- _WHAT YOU WILL DO_:
The answer should be a single number: how many lines in the material contain "rough".

- _EXTRACTED DATA_:
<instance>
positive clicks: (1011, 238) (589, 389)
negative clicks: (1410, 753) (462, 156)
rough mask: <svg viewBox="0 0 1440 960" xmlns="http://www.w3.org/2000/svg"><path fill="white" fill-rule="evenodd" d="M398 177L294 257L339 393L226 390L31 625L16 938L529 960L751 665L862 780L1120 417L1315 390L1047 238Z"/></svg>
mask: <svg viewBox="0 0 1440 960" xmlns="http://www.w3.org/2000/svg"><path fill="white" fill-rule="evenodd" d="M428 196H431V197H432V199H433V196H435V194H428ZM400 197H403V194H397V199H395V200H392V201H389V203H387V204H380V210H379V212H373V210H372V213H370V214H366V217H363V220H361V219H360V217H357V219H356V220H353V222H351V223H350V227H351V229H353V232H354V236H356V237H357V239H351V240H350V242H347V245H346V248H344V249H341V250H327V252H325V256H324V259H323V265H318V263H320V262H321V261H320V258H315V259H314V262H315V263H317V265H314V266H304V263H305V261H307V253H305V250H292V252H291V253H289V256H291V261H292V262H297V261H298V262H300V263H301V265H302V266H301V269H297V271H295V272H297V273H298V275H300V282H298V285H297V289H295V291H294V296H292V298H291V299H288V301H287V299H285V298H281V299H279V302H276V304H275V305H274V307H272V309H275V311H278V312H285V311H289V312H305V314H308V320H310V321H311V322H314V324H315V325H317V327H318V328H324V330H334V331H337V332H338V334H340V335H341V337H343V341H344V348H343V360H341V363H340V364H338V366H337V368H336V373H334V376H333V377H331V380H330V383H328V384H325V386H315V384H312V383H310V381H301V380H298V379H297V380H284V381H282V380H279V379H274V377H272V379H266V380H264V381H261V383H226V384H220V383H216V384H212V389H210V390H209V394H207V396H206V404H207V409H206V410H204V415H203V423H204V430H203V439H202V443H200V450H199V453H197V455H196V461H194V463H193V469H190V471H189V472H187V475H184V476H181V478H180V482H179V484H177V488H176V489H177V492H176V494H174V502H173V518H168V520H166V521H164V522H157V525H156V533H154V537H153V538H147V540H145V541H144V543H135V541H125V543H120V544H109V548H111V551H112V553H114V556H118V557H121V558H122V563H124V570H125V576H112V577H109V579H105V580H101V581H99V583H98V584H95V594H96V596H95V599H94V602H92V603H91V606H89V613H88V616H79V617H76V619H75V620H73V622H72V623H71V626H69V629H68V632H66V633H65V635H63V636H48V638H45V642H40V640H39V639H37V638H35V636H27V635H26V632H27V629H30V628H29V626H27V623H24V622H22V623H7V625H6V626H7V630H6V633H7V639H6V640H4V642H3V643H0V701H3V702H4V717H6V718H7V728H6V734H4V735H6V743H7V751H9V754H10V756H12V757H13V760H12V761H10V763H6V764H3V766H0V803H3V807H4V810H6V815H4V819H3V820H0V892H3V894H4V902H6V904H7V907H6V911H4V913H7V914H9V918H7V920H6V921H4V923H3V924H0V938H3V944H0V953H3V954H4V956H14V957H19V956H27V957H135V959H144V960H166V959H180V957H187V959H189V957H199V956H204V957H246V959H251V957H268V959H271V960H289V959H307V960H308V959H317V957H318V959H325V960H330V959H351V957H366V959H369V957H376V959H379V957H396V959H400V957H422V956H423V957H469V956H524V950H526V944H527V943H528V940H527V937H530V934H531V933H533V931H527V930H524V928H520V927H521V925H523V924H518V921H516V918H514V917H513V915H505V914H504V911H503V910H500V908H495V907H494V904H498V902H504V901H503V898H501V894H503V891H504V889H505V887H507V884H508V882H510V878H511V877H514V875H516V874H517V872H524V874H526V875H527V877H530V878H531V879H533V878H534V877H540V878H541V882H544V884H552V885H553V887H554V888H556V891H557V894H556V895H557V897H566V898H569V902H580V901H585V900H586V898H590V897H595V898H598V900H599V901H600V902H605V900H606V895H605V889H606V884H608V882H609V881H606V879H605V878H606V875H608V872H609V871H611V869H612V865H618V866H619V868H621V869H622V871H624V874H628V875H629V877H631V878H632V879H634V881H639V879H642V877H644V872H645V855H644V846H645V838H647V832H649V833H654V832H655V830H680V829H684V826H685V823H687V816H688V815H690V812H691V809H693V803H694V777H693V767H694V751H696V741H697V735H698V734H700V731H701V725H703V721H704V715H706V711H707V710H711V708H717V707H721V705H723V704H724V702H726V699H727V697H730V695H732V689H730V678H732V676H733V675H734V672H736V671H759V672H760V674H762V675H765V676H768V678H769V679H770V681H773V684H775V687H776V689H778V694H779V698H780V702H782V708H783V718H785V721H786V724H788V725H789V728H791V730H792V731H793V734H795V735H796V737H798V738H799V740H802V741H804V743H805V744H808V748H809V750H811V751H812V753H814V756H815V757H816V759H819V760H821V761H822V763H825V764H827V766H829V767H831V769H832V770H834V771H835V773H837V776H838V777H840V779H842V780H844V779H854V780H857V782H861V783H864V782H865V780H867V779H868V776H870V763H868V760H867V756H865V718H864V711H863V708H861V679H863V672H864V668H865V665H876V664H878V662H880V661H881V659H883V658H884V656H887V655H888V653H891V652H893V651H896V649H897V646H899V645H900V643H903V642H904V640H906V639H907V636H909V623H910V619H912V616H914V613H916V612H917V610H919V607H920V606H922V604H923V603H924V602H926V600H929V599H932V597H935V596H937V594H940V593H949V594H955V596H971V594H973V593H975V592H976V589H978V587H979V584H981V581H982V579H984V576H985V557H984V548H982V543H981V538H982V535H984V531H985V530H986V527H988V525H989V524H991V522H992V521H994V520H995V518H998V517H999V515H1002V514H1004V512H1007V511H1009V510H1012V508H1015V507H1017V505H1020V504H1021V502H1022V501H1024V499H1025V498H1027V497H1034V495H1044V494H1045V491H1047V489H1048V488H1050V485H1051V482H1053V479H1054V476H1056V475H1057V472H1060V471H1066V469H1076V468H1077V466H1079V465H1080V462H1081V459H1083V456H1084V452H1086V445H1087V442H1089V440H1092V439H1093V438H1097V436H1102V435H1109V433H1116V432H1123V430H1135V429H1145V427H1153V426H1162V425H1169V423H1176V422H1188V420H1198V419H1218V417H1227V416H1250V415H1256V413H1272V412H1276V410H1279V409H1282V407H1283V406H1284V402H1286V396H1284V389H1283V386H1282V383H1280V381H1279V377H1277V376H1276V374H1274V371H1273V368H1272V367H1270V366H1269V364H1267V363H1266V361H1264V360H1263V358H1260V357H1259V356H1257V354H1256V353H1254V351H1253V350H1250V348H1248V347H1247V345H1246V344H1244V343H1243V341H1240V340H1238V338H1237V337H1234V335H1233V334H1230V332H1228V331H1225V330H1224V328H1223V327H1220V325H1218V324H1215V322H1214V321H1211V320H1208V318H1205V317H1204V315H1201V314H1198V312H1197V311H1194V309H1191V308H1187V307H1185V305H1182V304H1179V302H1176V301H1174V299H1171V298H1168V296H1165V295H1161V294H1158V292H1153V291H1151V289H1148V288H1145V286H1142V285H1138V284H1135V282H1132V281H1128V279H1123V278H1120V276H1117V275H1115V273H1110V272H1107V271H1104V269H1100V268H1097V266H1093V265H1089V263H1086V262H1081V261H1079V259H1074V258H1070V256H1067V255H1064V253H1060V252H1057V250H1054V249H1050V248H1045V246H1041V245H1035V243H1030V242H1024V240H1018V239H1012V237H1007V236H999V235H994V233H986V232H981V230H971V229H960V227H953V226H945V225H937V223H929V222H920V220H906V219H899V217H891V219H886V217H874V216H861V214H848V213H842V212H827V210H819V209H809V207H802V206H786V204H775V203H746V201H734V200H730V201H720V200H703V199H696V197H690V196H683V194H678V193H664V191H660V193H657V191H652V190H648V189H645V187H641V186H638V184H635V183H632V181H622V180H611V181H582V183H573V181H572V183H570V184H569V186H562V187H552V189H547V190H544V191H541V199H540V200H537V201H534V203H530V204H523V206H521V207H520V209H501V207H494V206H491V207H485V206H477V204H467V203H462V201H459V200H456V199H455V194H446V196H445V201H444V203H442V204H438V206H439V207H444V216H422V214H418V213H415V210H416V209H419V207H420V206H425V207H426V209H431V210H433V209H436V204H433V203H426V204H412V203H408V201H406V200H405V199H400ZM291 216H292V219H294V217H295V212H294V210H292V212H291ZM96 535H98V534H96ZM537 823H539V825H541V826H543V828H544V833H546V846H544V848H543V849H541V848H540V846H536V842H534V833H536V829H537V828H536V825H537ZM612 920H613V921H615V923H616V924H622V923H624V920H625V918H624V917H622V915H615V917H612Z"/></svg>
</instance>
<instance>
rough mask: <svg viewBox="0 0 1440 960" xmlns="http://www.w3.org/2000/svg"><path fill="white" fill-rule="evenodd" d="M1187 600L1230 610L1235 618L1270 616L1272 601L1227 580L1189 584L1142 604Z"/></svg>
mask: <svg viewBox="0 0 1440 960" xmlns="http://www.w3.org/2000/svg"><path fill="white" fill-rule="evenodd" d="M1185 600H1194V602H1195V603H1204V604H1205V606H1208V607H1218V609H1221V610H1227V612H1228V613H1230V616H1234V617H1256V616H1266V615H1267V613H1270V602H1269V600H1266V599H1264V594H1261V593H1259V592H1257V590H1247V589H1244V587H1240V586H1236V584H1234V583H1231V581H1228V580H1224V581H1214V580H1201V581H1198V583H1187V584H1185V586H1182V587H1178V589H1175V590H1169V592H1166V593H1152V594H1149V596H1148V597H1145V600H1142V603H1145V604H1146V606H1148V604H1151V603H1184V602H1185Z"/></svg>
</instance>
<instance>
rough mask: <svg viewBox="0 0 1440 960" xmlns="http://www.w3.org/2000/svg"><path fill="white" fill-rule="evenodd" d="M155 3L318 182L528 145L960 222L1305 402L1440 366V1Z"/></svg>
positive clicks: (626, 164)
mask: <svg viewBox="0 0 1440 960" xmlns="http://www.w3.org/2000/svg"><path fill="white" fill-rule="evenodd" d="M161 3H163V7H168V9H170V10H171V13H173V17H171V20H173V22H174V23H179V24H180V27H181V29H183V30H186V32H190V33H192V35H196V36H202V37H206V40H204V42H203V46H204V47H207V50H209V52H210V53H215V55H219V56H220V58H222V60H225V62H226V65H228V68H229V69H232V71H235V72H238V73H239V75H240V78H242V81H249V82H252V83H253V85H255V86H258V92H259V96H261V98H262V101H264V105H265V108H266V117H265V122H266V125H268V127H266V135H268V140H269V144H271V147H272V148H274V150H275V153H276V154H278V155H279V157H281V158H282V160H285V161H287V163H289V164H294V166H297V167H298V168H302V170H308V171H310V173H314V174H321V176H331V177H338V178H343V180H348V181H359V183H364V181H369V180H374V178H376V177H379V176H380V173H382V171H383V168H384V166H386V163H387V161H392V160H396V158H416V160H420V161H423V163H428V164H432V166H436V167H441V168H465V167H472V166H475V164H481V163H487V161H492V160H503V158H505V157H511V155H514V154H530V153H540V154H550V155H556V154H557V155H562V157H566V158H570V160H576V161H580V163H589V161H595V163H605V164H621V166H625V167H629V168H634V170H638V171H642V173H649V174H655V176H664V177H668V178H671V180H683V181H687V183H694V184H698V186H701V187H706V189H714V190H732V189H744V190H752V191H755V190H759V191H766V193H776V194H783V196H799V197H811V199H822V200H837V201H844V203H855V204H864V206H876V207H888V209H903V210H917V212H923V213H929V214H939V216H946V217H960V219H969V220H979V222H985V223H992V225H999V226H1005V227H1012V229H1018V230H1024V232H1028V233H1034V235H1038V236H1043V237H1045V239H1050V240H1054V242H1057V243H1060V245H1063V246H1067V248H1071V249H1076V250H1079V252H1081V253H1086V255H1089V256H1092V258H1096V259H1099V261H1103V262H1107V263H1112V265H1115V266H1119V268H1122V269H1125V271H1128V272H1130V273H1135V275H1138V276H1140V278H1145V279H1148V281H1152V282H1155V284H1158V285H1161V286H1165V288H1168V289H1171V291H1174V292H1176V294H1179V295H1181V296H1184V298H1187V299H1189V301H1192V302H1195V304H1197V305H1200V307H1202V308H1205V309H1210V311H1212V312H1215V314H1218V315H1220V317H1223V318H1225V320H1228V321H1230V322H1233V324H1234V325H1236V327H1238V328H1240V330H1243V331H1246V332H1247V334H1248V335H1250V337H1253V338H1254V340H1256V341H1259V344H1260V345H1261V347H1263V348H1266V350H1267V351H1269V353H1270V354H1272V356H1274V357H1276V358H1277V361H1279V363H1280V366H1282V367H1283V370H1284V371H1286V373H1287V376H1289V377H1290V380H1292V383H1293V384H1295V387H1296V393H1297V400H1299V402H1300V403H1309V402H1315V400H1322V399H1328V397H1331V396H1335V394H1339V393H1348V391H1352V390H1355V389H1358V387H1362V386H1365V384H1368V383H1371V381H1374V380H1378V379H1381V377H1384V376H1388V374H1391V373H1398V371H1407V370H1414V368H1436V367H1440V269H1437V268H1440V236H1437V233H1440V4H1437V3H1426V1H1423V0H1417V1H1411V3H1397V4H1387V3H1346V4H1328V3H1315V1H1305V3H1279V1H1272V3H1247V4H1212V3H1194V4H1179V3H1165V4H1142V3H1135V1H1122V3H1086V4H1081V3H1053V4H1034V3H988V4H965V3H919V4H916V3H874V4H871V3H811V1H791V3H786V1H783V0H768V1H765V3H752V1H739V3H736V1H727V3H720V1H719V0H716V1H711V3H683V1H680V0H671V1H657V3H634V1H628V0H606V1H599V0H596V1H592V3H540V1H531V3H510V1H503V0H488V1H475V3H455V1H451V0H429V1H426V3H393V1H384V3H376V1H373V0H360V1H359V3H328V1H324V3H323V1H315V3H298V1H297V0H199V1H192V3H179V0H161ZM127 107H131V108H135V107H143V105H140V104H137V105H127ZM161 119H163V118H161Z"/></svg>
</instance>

- _FINAL ANSWER_:
3